• 抽出テキスト:

本作品はNOTTVで放送されている『吉田尚記がアニメで企んでる』から誕生した、
生放送によるアニメーション番組。
主役の2人を演じているのは村川梨衣さんと、山本希望さん。
監督はgdgd妖精sでお馴染みの石ダテコー太郎。

何の脈絡もなく「実写映像」から始まる本作品。
この作品は恐らく日本初の「生アニメ」と言われるもので、
各キャラクターを担当する声優さんに「モーションキャプチャー」センサーを付けて
その動きまでをリアルタイムでアニメにすることで生アニメという形式ができている。
更にアイドルという設定の2人は放送中にTWitterで視聴者に歌詞のアイデアを募り、
リアルタイムでエンディング曲を作るというのが作品の流れだ

この試みとしては悪くない。

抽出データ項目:

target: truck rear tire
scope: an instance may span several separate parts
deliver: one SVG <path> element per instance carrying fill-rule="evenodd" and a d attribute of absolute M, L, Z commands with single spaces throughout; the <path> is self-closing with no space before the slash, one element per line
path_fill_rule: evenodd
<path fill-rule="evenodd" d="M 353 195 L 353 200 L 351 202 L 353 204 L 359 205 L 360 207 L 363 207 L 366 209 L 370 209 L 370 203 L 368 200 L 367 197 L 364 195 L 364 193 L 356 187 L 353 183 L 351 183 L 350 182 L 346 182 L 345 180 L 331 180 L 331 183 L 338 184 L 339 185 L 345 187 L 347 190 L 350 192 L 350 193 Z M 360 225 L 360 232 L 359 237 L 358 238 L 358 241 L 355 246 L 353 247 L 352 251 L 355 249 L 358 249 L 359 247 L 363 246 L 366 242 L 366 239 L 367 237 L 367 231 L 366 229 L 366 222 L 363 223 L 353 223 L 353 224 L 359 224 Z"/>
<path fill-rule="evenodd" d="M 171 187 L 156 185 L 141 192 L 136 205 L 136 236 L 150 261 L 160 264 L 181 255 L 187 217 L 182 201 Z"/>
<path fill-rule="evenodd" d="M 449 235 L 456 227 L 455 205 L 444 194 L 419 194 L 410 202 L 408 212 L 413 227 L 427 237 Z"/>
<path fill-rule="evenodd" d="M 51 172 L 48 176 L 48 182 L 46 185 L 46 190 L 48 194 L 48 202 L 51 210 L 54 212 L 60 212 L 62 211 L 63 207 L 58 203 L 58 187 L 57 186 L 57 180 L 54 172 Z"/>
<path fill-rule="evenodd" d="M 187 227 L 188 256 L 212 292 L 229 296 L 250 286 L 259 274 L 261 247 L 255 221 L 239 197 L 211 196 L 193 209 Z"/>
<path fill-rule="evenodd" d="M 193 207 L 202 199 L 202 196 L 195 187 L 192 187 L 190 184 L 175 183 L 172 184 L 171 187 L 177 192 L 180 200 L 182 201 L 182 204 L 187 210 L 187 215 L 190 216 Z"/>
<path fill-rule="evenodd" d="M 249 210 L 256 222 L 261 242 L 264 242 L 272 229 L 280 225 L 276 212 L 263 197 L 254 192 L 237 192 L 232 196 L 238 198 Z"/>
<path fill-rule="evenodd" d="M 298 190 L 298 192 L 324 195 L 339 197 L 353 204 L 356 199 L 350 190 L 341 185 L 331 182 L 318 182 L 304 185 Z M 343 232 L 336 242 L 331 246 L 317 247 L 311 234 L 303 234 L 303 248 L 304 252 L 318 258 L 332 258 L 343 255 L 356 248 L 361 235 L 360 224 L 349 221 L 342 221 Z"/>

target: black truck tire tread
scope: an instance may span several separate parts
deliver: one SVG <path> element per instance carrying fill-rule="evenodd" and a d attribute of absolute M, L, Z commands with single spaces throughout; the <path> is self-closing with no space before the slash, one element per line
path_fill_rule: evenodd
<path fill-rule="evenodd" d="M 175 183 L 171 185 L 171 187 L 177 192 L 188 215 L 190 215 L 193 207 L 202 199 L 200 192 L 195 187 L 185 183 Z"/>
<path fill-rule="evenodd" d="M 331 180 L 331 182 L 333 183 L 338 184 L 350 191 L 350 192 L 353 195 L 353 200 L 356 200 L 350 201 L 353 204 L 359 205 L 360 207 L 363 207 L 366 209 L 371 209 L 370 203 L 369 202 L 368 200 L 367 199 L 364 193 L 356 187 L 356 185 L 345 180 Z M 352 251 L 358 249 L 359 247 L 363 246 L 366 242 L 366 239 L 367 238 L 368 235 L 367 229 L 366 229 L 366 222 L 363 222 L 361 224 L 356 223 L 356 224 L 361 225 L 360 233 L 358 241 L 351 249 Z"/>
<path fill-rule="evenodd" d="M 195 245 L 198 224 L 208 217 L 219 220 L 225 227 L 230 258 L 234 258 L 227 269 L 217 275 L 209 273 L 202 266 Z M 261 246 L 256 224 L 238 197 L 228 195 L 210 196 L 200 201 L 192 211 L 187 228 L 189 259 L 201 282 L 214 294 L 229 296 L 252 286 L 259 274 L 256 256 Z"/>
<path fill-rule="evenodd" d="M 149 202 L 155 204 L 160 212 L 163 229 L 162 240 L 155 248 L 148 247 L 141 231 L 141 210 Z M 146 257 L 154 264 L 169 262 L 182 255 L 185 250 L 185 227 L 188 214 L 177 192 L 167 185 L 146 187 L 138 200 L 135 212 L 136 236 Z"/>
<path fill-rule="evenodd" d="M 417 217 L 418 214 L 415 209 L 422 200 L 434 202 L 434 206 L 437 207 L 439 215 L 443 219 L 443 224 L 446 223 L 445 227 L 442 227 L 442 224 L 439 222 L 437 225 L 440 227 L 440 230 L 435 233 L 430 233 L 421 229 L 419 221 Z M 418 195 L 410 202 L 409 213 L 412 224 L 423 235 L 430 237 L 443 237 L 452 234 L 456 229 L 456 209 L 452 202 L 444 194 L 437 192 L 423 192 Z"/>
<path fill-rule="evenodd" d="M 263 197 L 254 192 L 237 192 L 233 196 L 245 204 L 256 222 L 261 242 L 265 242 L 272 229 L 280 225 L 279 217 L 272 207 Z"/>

• 作業内容:
1. 抽出テキストのうち、「本作品はNOTTVで放送されている『吉田尚記がアニメで企んでる』から誕生した、」を含む語句から始め、「この試みとしては悪くない。」で終わるまでの部分をそのまま返すこと。
2. 抽出テキストでは、この作品の監督は誰とされているか。
3. 抽出テキストに名前が出てくる人物をすべて挙げること。
項目は使わなくてよい。

• タスク別結果:
1.
本作品はNOTTVで放送されている『吉田尚記がアニメで企んでる』から誕生した、
生放送によるアニメーション番組。
主役の2人を演じているのは村川梨衣さんと、山本希望さん。
監督はgdgd妖精sでお馴染みの石ダテコー太郎。

何の脈絡もなく「実写映像」から始まる本作品。
この作品は恐らく日本初の「生アニメ」と言われるもので、
各キャラクターを担当する声優さんに「モーションキャプチャー」センサーを付けて
その動きまでをリアルタイムでアニメにすることで生アニメという形式ができている。
更にアイドルという設定の2人は放送中にTWitterで視聴者に歌詞のアイデアを募り、
リアルタイムでエンディング曲を作るというのが作品の流れだ

この試みとしては悪くない。

2. 石ダテコー太郎。

3. 吉田尚記、村川梨衣、山本希望、石ダテコー太郎